TASK GOAL: Pick out every line in the records that contains the word "fence", and copy each one.

:: GIVEN ENTRIES ::

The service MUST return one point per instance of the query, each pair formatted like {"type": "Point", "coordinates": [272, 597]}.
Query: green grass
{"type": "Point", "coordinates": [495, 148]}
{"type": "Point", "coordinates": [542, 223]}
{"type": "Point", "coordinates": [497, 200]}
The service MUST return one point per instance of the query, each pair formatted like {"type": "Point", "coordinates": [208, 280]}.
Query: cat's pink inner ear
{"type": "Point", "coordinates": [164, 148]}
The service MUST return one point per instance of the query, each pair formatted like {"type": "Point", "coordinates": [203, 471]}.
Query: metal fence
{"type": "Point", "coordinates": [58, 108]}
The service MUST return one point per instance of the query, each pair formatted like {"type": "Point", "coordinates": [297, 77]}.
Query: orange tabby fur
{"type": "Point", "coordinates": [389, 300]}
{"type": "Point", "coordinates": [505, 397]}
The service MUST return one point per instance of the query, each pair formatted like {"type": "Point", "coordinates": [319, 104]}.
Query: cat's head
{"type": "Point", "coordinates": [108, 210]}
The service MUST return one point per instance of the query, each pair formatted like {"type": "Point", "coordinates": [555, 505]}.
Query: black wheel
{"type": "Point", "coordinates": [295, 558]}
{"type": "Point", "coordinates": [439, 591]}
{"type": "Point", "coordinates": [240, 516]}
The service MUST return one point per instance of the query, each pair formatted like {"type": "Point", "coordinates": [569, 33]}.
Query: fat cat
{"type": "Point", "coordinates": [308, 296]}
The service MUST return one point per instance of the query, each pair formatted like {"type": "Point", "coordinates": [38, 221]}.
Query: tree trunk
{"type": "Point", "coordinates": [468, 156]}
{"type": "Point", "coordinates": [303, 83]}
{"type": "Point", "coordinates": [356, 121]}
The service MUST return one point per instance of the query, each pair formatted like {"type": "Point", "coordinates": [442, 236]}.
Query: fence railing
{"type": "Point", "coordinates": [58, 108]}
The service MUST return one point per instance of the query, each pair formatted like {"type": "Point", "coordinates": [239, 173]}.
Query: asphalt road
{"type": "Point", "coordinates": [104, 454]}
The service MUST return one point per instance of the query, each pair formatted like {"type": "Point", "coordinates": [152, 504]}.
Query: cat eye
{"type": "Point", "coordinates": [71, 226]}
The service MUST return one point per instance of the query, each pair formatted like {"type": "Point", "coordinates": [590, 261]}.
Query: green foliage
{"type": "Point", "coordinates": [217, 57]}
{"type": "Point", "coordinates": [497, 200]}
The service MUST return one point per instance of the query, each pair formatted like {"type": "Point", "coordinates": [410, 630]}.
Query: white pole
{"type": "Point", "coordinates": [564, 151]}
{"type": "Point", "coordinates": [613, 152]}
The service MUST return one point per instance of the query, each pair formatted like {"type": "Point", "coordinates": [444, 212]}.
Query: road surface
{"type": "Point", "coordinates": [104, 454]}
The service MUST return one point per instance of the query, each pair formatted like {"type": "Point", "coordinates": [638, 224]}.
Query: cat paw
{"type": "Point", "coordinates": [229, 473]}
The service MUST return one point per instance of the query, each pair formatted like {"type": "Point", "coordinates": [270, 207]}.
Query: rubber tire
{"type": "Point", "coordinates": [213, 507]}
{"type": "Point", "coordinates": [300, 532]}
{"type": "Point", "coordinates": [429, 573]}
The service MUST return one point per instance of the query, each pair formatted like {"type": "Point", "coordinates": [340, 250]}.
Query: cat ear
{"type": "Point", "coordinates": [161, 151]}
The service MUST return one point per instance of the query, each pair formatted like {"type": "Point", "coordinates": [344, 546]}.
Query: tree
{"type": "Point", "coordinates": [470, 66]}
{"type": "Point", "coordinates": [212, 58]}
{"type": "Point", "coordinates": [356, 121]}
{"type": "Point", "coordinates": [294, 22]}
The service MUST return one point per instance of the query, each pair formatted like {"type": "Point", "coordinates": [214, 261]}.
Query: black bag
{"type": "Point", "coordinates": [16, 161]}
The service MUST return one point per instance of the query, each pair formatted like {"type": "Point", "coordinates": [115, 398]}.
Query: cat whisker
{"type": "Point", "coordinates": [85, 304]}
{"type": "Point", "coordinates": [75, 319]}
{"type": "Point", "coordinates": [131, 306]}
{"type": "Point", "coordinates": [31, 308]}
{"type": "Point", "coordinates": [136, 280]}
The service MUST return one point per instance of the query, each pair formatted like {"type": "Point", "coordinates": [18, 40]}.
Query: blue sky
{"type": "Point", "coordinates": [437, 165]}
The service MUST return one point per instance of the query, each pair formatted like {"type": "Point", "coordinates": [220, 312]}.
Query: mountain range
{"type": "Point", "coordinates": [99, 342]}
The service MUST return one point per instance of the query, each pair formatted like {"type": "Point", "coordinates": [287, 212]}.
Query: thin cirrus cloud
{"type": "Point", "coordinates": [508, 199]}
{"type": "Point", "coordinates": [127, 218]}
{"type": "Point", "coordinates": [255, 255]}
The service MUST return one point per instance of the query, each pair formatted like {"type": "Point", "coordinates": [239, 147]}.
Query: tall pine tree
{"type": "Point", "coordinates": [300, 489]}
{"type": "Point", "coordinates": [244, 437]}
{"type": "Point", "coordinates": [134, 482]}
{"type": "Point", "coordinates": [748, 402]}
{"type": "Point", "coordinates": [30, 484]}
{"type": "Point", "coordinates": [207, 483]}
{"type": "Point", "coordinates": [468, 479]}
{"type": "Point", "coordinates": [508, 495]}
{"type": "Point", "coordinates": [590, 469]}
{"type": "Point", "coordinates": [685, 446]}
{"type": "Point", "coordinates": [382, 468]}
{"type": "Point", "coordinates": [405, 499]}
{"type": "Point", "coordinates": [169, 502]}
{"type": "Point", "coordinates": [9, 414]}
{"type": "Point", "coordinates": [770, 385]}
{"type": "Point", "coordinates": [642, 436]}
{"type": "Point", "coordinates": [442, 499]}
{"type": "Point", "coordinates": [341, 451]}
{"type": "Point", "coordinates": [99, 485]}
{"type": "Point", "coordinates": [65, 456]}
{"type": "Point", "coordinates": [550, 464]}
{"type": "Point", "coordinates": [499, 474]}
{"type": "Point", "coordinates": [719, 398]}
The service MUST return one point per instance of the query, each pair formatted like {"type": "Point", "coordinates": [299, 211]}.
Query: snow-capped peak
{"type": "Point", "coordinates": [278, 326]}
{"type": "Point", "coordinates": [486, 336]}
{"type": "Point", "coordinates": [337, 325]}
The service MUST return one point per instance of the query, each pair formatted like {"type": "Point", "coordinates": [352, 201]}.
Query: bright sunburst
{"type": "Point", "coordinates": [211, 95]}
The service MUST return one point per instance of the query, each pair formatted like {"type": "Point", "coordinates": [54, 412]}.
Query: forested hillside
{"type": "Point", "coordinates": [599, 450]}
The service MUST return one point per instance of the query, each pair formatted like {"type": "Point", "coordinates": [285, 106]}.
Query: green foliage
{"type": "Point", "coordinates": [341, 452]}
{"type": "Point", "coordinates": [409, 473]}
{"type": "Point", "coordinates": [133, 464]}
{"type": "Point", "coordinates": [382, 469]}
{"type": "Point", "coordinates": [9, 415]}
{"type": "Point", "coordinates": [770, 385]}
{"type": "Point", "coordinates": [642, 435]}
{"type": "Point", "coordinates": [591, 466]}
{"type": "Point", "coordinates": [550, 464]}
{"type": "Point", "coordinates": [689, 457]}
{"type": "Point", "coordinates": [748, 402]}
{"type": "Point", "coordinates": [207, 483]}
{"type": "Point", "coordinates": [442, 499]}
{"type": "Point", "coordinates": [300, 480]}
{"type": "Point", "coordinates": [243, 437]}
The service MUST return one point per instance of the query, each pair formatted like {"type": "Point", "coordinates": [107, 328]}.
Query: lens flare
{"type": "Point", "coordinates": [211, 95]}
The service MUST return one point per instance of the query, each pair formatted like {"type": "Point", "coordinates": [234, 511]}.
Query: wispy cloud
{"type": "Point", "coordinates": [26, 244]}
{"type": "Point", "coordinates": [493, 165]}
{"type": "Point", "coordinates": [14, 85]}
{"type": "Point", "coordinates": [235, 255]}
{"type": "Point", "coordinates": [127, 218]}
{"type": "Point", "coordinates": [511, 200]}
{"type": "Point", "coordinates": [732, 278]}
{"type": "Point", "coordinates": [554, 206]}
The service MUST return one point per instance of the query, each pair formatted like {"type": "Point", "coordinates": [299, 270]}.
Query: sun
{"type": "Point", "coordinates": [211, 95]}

:::
:: GIVEN ENTRIES ::

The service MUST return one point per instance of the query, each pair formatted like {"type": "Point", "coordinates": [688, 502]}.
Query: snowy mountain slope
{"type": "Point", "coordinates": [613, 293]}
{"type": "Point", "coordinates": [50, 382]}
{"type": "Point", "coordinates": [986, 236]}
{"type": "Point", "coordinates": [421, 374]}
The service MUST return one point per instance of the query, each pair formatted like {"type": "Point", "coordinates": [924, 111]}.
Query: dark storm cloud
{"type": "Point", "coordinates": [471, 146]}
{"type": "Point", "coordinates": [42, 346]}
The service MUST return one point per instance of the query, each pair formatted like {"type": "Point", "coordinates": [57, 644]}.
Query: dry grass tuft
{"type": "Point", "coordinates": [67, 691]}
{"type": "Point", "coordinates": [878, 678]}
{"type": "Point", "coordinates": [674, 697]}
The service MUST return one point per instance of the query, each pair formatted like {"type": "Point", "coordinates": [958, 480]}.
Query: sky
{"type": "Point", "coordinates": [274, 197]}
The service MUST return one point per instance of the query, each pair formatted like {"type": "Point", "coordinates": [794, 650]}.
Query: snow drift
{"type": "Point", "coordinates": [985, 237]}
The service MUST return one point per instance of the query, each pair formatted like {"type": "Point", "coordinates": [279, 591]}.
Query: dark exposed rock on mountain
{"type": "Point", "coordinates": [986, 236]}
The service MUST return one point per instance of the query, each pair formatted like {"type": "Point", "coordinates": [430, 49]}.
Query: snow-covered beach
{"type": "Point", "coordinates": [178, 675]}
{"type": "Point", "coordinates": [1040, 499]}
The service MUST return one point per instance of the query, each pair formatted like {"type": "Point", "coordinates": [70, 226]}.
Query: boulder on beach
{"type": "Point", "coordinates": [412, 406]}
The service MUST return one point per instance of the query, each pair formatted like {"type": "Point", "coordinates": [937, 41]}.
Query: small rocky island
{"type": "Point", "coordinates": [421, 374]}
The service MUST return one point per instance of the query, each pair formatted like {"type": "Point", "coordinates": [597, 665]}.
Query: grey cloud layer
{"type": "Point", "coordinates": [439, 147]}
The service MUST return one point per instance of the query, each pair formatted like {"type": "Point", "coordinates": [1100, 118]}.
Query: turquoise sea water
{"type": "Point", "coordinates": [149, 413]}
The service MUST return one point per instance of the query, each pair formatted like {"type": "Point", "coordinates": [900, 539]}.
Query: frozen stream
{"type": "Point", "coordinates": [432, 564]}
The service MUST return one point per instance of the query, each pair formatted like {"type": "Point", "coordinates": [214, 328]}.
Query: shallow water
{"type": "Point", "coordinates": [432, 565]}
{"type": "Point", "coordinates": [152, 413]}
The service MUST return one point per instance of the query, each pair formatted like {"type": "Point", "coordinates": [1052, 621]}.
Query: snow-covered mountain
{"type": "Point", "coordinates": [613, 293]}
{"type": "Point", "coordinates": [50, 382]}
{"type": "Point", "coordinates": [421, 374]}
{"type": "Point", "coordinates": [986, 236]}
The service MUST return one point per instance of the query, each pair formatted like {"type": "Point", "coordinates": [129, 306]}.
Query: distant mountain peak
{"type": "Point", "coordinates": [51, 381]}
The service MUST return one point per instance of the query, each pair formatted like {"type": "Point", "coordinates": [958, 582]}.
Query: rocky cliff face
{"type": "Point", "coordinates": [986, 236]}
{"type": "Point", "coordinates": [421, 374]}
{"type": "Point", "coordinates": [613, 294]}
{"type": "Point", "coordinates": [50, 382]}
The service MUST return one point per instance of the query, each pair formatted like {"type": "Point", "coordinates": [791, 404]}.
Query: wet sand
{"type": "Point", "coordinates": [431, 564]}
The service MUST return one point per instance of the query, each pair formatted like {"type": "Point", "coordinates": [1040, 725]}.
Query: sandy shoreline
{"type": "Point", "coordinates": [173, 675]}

:::

RESPONSE TO THE EXERCISE:
Query: metal fence
Query: fence railing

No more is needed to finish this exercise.